The exercise: Return every line from the items below that contains the word "table". Case counts, so match capital and lowercase letters.

..............................

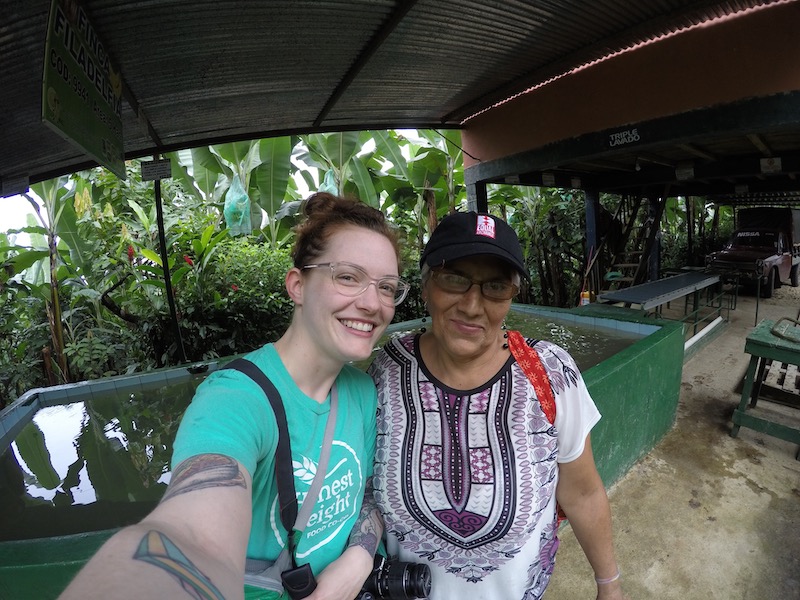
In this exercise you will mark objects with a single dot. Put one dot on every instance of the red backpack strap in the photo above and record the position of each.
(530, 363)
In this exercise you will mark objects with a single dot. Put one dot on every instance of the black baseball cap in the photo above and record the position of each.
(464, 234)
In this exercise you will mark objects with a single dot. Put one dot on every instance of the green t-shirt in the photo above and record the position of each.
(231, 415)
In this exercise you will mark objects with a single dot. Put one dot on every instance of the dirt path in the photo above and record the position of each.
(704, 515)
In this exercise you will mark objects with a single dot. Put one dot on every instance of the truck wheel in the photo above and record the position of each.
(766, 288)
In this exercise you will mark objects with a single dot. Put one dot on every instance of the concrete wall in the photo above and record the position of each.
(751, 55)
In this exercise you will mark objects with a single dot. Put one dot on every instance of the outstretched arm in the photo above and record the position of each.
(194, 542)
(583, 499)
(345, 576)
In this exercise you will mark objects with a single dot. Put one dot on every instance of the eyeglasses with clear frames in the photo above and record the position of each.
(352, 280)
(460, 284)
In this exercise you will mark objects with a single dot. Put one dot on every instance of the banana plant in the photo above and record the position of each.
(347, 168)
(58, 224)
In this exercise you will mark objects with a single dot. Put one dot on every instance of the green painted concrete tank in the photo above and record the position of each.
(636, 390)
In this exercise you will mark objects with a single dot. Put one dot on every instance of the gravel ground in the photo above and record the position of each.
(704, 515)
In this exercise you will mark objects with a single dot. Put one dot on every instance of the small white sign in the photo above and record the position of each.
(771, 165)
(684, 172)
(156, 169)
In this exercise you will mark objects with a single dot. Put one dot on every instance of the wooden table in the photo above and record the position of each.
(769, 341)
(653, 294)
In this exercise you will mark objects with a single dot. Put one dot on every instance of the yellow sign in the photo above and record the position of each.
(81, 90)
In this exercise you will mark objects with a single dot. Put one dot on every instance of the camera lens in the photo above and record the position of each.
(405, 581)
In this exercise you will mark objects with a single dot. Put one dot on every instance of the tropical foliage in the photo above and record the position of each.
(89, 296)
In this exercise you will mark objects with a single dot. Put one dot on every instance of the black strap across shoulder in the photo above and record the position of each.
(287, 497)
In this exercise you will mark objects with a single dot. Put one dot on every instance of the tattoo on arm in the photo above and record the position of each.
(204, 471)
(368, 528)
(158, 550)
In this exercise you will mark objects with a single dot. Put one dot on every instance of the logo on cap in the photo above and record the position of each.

..............................

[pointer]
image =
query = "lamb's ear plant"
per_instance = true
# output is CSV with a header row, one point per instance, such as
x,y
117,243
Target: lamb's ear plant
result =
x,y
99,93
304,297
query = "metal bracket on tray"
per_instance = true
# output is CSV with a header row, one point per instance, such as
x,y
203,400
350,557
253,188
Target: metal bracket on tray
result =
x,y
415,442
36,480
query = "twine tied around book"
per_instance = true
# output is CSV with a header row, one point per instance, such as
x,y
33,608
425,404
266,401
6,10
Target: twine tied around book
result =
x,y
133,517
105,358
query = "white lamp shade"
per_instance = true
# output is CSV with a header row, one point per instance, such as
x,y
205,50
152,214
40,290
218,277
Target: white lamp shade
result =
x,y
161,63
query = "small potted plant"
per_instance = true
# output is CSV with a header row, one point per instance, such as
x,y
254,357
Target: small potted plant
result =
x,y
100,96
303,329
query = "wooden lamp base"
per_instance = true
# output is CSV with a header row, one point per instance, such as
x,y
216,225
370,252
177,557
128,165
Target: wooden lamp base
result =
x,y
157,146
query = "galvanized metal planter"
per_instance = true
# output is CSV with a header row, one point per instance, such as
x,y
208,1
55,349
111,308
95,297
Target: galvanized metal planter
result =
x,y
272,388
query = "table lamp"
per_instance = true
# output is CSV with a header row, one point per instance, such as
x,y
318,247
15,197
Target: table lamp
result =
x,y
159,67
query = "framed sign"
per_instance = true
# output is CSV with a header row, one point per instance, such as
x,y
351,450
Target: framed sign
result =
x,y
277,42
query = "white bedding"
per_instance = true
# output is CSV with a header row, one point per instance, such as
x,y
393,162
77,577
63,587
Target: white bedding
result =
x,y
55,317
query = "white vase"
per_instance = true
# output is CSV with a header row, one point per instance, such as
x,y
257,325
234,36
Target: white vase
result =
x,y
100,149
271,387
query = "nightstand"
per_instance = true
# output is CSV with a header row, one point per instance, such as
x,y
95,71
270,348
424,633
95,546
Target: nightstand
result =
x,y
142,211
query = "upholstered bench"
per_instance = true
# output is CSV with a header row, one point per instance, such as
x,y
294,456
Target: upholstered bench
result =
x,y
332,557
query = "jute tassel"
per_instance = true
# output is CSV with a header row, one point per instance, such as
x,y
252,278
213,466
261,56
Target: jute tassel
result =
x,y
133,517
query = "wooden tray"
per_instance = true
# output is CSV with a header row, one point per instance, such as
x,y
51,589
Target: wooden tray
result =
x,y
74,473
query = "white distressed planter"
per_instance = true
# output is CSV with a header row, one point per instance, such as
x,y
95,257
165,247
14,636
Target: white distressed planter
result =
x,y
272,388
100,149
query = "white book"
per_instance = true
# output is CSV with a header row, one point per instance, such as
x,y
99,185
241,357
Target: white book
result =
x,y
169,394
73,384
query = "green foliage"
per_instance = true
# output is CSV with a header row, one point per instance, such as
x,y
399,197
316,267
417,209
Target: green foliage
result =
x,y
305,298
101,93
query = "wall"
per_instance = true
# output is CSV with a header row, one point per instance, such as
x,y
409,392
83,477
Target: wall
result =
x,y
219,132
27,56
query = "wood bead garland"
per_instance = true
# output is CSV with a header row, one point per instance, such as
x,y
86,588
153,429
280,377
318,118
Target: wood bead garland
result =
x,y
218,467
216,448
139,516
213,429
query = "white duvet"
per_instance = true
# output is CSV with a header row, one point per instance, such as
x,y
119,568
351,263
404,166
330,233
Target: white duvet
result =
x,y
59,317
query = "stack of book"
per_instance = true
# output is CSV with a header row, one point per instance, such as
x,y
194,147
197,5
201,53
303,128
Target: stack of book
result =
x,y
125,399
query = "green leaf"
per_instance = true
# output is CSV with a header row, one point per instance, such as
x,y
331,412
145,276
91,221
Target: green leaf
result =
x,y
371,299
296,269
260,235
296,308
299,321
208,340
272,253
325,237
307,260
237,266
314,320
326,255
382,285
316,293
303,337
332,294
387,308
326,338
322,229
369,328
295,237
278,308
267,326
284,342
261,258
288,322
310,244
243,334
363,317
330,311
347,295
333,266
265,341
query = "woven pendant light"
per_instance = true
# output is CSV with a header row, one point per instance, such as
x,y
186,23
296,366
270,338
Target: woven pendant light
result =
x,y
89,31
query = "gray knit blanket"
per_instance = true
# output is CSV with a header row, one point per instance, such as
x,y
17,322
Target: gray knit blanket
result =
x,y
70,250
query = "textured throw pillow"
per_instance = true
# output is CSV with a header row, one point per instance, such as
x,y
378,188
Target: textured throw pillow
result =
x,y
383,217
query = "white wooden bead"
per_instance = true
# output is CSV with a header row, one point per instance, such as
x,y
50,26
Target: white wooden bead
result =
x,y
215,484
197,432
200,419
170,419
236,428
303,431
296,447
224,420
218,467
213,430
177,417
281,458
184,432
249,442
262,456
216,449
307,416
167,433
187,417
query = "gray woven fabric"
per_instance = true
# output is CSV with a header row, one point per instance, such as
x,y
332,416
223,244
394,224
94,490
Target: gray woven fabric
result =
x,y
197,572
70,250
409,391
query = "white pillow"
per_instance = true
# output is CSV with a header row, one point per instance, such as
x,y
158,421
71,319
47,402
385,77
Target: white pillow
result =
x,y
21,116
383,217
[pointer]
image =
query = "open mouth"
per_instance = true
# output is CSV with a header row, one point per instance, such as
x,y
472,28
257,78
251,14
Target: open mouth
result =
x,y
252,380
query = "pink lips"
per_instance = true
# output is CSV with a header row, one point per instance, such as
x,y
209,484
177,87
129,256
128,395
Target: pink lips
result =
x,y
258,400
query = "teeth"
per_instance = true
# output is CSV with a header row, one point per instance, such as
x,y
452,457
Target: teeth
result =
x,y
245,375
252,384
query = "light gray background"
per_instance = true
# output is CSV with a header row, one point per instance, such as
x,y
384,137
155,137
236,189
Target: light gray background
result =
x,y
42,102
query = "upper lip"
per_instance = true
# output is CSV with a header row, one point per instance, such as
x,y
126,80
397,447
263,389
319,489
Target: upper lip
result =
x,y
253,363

..............................

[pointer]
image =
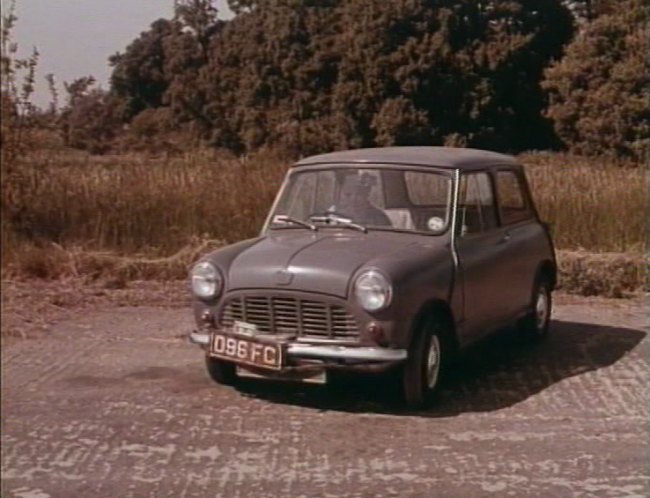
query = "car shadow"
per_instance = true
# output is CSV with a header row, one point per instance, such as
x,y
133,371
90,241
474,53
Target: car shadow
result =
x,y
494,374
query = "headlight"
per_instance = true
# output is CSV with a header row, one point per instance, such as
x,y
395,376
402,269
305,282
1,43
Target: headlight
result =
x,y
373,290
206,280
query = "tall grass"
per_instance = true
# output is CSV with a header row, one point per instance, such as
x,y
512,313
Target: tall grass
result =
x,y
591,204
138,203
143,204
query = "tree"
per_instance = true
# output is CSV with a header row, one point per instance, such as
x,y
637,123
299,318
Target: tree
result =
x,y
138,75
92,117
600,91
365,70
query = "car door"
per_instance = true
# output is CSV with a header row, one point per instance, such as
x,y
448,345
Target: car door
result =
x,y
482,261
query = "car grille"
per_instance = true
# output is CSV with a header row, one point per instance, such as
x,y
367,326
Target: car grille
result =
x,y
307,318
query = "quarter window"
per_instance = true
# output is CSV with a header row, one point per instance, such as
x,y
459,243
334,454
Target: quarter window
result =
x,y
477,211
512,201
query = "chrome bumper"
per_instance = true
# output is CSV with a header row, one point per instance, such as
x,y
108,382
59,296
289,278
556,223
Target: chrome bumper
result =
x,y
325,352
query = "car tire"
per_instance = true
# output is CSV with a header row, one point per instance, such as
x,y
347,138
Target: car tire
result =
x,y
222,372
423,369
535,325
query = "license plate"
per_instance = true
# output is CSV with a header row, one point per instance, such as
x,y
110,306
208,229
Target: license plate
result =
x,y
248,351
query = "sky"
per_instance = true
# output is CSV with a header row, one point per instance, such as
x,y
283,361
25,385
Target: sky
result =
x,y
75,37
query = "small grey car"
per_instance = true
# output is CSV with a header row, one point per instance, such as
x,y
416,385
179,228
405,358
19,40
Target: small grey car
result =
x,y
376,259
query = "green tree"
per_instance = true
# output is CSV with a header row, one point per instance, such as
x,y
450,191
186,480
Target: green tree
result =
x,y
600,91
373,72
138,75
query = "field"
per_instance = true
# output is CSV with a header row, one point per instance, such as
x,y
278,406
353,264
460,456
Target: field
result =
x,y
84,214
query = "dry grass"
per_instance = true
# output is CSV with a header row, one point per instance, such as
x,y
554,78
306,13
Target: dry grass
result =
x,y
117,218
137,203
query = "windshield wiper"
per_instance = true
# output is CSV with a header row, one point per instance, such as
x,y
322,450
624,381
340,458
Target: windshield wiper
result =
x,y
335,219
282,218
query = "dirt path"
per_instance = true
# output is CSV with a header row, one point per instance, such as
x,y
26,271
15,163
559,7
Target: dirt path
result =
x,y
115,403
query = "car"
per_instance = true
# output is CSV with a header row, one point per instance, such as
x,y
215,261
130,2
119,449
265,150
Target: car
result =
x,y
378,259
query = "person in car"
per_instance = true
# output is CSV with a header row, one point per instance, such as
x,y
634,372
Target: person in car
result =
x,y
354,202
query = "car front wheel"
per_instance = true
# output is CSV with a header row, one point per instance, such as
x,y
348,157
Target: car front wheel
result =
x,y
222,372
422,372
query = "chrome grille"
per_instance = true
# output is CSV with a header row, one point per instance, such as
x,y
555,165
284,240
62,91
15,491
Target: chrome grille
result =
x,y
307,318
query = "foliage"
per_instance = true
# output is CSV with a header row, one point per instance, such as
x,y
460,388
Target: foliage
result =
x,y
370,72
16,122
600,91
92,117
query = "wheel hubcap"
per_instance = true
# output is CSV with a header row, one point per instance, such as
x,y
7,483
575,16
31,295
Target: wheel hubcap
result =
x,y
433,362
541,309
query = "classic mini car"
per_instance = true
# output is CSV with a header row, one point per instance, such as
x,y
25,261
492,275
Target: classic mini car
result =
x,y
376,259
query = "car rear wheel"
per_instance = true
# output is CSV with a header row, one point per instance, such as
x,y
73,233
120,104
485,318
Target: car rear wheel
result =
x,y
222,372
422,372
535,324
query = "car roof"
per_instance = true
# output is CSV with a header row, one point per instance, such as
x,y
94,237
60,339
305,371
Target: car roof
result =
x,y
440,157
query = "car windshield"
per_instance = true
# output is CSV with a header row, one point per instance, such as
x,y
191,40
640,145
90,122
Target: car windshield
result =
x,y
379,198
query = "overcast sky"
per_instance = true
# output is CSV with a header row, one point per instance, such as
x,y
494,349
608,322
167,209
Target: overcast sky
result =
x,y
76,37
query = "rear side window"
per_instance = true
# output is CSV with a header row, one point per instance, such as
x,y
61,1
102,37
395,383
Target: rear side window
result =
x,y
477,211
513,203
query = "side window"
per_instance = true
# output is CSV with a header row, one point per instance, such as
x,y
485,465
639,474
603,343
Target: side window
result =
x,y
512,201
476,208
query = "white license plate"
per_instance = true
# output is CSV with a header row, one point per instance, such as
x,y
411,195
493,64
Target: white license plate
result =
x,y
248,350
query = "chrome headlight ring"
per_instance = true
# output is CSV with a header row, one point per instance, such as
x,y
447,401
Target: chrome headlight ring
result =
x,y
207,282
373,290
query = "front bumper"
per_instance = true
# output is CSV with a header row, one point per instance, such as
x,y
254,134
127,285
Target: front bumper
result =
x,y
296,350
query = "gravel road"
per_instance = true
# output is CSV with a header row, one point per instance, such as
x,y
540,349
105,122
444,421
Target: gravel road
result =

..............................

Solution:
In this exercise you will mark objects with a single dot. Put one dot on every instance of the wooden table in the photo above and record the position of each.
query = "table lamp"
Target: table lamp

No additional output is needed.